Exact repetition of every entry is required.

(Data items)
------------------------
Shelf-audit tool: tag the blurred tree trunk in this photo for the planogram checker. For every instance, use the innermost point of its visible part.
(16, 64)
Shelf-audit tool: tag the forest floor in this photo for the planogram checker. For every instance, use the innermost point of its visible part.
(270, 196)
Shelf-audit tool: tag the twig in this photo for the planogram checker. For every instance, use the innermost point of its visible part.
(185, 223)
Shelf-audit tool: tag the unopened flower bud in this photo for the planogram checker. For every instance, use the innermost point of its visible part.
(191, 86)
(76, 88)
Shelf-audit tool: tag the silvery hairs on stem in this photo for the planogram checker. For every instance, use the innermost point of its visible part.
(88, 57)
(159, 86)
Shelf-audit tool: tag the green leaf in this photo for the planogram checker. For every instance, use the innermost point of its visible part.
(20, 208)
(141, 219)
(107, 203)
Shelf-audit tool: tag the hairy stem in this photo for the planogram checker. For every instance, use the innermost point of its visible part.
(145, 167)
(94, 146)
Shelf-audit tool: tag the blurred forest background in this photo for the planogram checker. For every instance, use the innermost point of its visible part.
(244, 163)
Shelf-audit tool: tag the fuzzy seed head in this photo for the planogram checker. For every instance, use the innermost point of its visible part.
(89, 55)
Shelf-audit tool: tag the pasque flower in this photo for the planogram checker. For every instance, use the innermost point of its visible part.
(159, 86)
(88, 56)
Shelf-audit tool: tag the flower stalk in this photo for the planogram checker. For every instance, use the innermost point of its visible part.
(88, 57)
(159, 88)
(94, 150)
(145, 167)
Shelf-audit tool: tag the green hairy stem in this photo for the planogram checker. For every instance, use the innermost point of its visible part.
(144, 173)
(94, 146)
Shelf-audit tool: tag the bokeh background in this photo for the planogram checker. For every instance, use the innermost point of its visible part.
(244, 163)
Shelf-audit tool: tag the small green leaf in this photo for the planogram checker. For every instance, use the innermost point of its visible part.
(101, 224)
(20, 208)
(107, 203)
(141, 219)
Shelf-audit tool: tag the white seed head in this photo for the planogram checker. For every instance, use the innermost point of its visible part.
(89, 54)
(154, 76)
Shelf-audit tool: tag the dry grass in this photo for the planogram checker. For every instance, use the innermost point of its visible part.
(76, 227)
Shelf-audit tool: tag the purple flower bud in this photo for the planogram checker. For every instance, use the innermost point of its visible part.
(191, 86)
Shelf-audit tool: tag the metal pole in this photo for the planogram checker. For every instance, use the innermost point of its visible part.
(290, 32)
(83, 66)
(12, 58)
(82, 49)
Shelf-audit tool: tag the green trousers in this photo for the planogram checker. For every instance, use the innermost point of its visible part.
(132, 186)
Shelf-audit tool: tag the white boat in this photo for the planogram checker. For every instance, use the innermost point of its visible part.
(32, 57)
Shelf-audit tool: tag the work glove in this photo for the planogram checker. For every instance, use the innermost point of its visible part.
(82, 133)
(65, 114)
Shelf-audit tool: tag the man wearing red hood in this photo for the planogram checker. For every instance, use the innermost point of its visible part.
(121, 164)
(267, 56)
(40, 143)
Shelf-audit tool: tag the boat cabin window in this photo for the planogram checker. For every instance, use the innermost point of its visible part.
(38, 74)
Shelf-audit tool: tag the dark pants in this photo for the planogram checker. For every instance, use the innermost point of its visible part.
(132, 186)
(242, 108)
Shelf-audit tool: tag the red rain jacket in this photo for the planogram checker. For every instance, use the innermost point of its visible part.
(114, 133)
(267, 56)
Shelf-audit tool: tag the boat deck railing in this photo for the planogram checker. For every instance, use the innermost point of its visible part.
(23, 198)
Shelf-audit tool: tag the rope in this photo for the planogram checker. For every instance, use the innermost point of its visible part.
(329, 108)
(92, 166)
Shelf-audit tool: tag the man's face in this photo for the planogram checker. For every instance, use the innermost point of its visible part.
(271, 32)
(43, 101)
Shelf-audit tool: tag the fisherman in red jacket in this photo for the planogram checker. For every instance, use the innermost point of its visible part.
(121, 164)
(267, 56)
------------------------
# [Expected answer]
Shelf-audit tool: tag the blurred tree trunk in this photo for the planogram checker. For every instance, use the innermost point of its visible part.
(16, 64)
Shelf-audit tool: tag the forest floor in this photo for the planogram checker. For every instance, use the innermost point of its visible part.
(270, 196)
Shelf-audit tool: tag the twig in this photo for the planogram checker. For every instance, use the innermost point of its visible part.
(185, 223)
Shelf-audit tool: tag the unopened flower bud in this photo for the planogram checker. For every instance, use the innermost point of its visible part.
(191, 86)
(76, 88)
Shelf-audit tool: tag the silvery hairs on stem in this photo for the planogram checker. For every instance, use the innermost point of its visible part.
(88, 57)
(159, 86)
Shelf-audit tool: tag the green leaf in this photo for the planogram checker. For every instance, use the innermost point of its visible part.
(20, 208)
(141, 219)
(107, 203)
Shelf-audit tool: tag the hairy stem in this photo for the planogram checker. For every instance, use the innermost point of its visible part.
(145, 167)
(94, 146)
Shelf-audit tool: tag the blurred forest background in this photo for the planogram checker. For every instance, use the innermost point of its visible part.
(244, 163)
Shelf-audit tool: tag the fuzzy seed head in this photo for the planogram checker. For every instance, use the innermost point of its visible part.
(89, 55)
Shelf-audit tool: tag the pasque flower in this photo for the planogram checker. For every instance, use the innermost point of its visible part.
(159, 86)
(88, 56)
Shelf-audit tool: tag the flower stalk in this photo for the planogram checker. For every instance, use the innermost point of its visible part.
(88, 57)
(159, 88)
(94, 150)
(145, 167)
Shelf-audit tool: tag the green hairy stem in this photo for the planogram checker. For every instance, use the innermost point of its visible part.
(144, 173)
(94, 146)
Shelf-audit tool: tag the bokeh background in this photo for the planogram checker. For every instance, use the innermost point of its visible part.
(244, 163)
Shelf-audit tool: tag the small green leaf in this photo for the planogram checker. For every instance, use the innermost point of its visible part.
(101, 224)
(20, 208)
(107, 203)
(141, 219)
Shelf-audit tool: tag the white seed head in this photo for the planogram checker. For every instance, use the innermost point of its visible part.
(89, 54)
(154, 76)
Shelf-audit tool: tag the dry grass in this photo for the planogram checker. For every instance, use the innermost point of its visible part.
(76, 227)
Shelf-audit tool: tag the purple flower bud in this photo for the planogram checker. For every instance, use the innermost point of its visible part.
(191, 86)
Shelf-audit tool: tag the metal pole in this photo for the planogram checker. For every instance, use the innermost point of its visible part.
(290, 32)
(83, 66)
(12, 58)
(82, 49)
Shelf-audit tool: tag the green trousers in this photo for the planogram checker. For every instance, use the innermost point of its visible part.
(132, 186)
Shelf-audit tool: tag the white boat in this photo for the planogram checker. For every instance, use the innermost point of its visible part.
(32, 57)
Shelf-audit tool: tag the work glove in this photo for the planogram checker. For every instance, use the innermost point of its visible part.
(82, 133)
(65, 114)
Shelf-audit tool: tag the man wearing red hood in this photo for the planogram checker. For every instance, use the innermost point of its visible part.
(121, 164)
(267, 56)
(40, 143)
Shelf-audit tool: tag the boat cabin window in this photo for the planogram checker. For every instance, use the innermost point of its visible part.
(38, 74)
Shelf-audit tool: tag the dark pants in this photo for the planogram checker. For every instance, use the innermost point of its visible part.
(132, 186)
(242, 108)
Shelf-audit tool: tag the red rain jacket in this photo for the planogram checker. For every instance, use the innermost point of its visible part.
(114, 133)
(267, 56)
Shelf-audit tool: tag the boat deck railing in this photo for the planogram checker. For every instance, use the innermost point of its visible part.
(23, 198)
Shelf-audit tool: tag the rope in this photo for the planogram checker. For every instance, use the innermost point of its visible part.
(329, 108)
(92, 166)
Shelf-audit tool: tag the man's face in this photo for the planogram checker. For every instance, use the innermost point of its visible part.
(271, 32)
(43, 101)
Shelf-audit tool: tag the fisherman in red jacket in this photo for the planogram checker. For every instance, use the innermost point of its visible part.
(121, 164)
(267, 56)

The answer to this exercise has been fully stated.